Source excerpt:

Somewhere to go in Lincolnshire

by Roy

Our Can-am rider Roy say it would be a great place to visit for a run-out.

Recently I visited the Metheringham Airfield Visitor Centre in Lincolnshire. The centre is dedicated to preserving the memory of the men and women that flew or supported 106 RAF bomber squadron who were based here.

I went on their last open day in 2022, they reopen the last weekend in March 2023. The entrance fee was £5, the highlight of this trip for me was to be able climb aboard their World War Two Douglas Dakota. This aircraft entered RAF service in 1944 for a couple of years, later it flew for several different airlines and last flew in 2001. It is now housed in a purpose – built hanger.

Roy at the controls.

I arrived in the hanger when Brian one of the volunteers was just starting a tour with some other visitors, I was asked to join them. We learned all about the plane and we were allowed into the Dakota and sit in the cockpit and work some controls or sit on the para seats. Brian also told us about the “Flying Nightingale” nurses who flew US casualties from Metheringham back home to the States. They flew 1692 injured US personnel from this airfield alone, two nurses and a doctor accompanied them.

Directives:
[A] Reproduce the passage of the airfield visit post starting with "Roy at the controls." and going on through "doctor accompanied them.".
[B] Lay out the entries starting with the line with "find the orange flower" and going on through the last line of the entries as a Markdown table with the columns Row and Line. Leave out any blank lines.

Material supplied:
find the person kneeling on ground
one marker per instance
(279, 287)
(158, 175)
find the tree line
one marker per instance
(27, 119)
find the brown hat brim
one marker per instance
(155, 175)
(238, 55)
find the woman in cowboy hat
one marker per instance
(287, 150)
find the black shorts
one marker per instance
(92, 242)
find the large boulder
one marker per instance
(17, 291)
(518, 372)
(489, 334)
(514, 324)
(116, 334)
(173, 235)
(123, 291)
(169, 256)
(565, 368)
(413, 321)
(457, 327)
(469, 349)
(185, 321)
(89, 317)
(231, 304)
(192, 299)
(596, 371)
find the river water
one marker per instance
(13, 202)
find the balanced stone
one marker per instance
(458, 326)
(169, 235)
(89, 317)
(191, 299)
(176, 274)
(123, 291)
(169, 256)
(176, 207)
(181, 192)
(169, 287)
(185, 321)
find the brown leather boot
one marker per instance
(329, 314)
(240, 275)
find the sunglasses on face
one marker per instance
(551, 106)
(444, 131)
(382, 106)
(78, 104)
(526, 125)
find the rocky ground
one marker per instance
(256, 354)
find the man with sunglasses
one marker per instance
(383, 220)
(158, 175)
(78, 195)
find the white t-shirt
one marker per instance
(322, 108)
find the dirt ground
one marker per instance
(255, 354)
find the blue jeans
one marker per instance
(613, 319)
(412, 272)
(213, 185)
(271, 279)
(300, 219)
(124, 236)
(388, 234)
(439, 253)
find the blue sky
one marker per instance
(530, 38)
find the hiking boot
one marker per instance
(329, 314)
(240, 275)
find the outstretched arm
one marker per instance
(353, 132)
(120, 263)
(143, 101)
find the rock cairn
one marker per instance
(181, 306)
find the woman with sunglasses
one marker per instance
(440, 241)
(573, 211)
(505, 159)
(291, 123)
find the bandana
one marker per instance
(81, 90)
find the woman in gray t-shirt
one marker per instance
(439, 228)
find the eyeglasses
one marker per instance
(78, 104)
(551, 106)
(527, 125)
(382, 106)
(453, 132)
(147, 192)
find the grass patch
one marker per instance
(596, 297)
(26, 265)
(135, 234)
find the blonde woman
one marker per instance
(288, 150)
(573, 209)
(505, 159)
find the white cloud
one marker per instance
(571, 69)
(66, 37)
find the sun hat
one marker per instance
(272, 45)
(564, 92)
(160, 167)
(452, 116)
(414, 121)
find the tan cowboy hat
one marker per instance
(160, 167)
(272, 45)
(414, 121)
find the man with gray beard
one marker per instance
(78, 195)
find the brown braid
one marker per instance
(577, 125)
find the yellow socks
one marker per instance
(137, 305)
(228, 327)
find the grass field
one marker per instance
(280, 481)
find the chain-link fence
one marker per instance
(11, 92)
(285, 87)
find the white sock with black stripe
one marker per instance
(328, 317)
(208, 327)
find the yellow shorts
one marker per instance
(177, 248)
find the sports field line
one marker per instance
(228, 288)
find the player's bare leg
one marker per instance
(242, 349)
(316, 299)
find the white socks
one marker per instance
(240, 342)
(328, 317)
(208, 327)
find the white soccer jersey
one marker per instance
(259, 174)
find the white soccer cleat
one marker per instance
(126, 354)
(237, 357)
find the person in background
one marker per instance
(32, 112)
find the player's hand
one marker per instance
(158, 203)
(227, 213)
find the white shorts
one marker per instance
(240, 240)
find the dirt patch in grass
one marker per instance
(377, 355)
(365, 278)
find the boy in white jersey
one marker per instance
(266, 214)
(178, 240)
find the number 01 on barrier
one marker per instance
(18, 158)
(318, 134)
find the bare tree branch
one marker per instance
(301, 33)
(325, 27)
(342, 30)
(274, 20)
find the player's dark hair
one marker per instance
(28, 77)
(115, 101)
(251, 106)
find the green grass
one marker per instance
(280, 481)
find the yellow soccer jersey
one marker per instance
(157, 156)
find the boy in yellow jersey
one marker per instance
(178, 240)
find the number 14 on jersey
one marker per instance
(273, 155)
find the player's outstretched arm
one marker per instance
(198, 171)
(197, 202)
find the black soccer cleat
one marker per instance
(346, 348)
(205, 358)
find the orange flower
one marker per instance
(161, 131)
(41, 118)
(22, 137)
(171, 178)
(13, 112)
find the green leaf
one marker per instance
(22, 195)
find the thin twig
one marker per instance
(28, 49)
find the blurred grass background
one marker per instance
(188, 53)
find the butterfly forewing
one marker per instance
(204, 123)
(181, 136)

Problem solutions:
[A]
Roy at the controls.

I arrived in the hanger when Brian one of the volunteers was just starting a tour with some other visitors, I was asked to join them. We learned all about the plane and we were allowed into the Dakota and sit in the cockpit and work some controls or sit on the para seats. Brian also told us about the “Flying Nightingale” nurses who flew US casualties from Metheringham back home to the States. They flew 1692 injured US personnel from this airfield alone, two nurses and a doctor accompanied them.

[B]
| Row | Line |
|---|---|
| 1 | find the orange flower |
| 2 | one marker per instance |
| 3 | (161, 131) |
| 4 | (41, 118) |
| 5 | (22, 137) |
| 6 | (171, 178) |
| 7 | (13, 112) |
| 8 | find the green leaf |
| 9 | one marker per instance |
| 10 | (22, 195) |
| 11 | find the thin twig |
| 12 | one marker per instance |
| 13 | (28, 49) |
| 14 | find the blurred grass background |
| 15 | one marker per instance |
| 16 | (188, 53) |
| 17 | find the butterfly forewing |
| 18 | one marker per instance |
| 19 | (204, 123) |
| 20 | (181, 136) |